Restate the records below word for word.

################

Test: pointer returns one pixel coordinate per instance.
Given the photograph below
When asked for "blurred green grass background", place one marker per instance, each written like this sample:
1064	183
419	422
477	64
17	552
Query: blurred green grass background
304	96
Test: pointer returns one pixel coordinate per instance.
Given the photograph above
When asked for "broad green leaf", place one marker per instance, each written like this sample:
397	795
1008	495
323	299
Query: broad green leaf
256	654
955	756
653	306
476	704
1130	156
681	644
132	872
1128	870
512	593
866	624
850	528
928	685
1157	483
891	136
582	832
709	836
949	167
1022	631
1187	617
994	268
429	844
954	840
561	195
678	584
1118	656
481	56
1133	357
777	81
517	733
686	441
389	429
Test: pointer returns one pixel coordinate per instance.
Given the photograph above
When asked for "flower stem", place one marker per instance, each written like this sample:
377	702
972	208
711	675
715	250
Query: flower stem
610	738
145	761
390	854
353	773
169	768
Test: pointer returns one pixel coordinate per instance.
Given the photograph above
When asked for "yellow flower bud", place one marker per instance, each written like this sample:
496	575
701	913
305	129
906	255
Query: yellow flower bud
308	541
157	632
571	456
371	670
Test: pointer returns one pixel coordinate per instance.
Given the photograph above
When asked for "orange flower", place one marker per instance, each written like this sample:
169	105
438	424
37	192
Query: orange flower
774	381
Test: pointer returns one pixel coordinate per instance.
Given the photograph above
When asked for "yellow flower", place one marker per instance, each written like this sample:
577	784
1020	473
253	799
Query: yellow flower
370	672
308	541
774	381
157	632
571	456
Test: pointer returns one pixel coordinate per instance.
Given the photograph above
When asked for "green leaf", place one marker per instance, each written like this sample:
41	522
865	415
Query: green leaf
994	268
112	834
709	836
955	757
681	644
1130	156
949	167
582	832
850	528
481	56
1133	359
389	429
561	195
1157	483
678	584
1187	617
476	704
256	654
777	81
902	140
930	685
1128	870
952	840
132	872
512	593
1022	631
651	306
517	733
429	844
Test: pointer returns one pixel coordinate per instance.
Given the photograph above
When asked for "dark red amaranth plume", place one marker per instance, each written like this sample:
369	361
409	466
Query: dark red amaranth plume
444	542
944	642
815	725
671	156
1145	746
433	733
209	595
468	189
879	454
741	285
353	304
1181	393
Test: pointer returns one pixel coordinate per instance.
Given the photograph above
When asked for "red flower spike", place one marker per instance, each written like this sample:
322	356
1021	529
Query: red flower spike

################

Result:
Test: pointer returns one pixel coordinate per instance.
Given the photograph below
When asked for "blurred green grass background", place one marker per instance, each written like this sample:
1064	183
419	422
477	64
17	552
Query: blurred green grass background
304	96
Test: pointer returns one pixel coordinate per instance.
Given the photograph above
When asked for "broad green leaf", place one marker per instance, each written like this sample:
397	795
1008	495
323	299
Query: broad green leaf
256	654
955	756
653	306
476	704
1130	156
681	644
132	872
1128	870
512	593
866	624
850	528
928	685
1157	483
891	136
582	832
709	836
949	167
1022	631
1187	617
994	268
429	844
954	840
561	195
678	584
1118	656
481	56
1133	357
777	81
517	733
686	441
389	429
Test: pointer returns one pixel coordinate per instance.
Given the photograph above
When asked for "flower stem", place one marker per instance, each written like this sample:
377	702
972	208
711	675
715	250
Query: flower stem
610	738
145	761
390	854
353	773
169	768
Test: pointer returns one pixel coordinate per instance.
Given the photograph above
When asked for "yellow flower bud", place one marker per instance, each written like this sample:
496	575
701	913
305	129
906	255
Query: yellow flower bud
308	541
157	632
571	456
371	670
Test: pointer returns one pixel coordinate per instance.
Given the photograph above
When asked for "orange flower", place one marker per instance, each written like this sample:
169	105
438	424
37	192
Query: orange flower
774	381
Test: pointer returns one pixel coordinate per instance.
Given the photograph above
When asked for "yellow flower", place one marker per instance, each written like this sample:
577	784
1020	473
253	799
Query: yellow flower
370	672
308	541
774	381
157	632
571	456
Test: pointer returns one pixel coordinate per instance.
Given the photograph above
When asked for "green leaf", place one marker per instance, each written like this sample:
41	522
865	415
Query: green leaf
994	268
112	834
709	836
955	757
681	644
1130	156
949	167
582	832
850	528
481	56
1133	359
389	429
561	195
1157	483
678	584
1187	617
476	704
256	654
777	81
902	140
930	685
1128	870
952	840
132	872
512	593
1022	631
651	306
517	733
429	844
Test: pointer returns one pixel coordinate per instance.
Given the photograph above
When asked for "dark red amaranth plume", place one marker per instance, each written like this sample:
369	361
409	466
Query: dark red amaranth plume
444	542
944	642
815	725
671	156
1145	746
433	733
209	595
468	189
879	454
741	285
353	304
1181	393
Test: pointer returns one pixel coordinate per instance.
Given the photograph above
When asked for "red flower spike", place one marker per instance, each written like this sample:
322	356
1021	529
Query: red flower spike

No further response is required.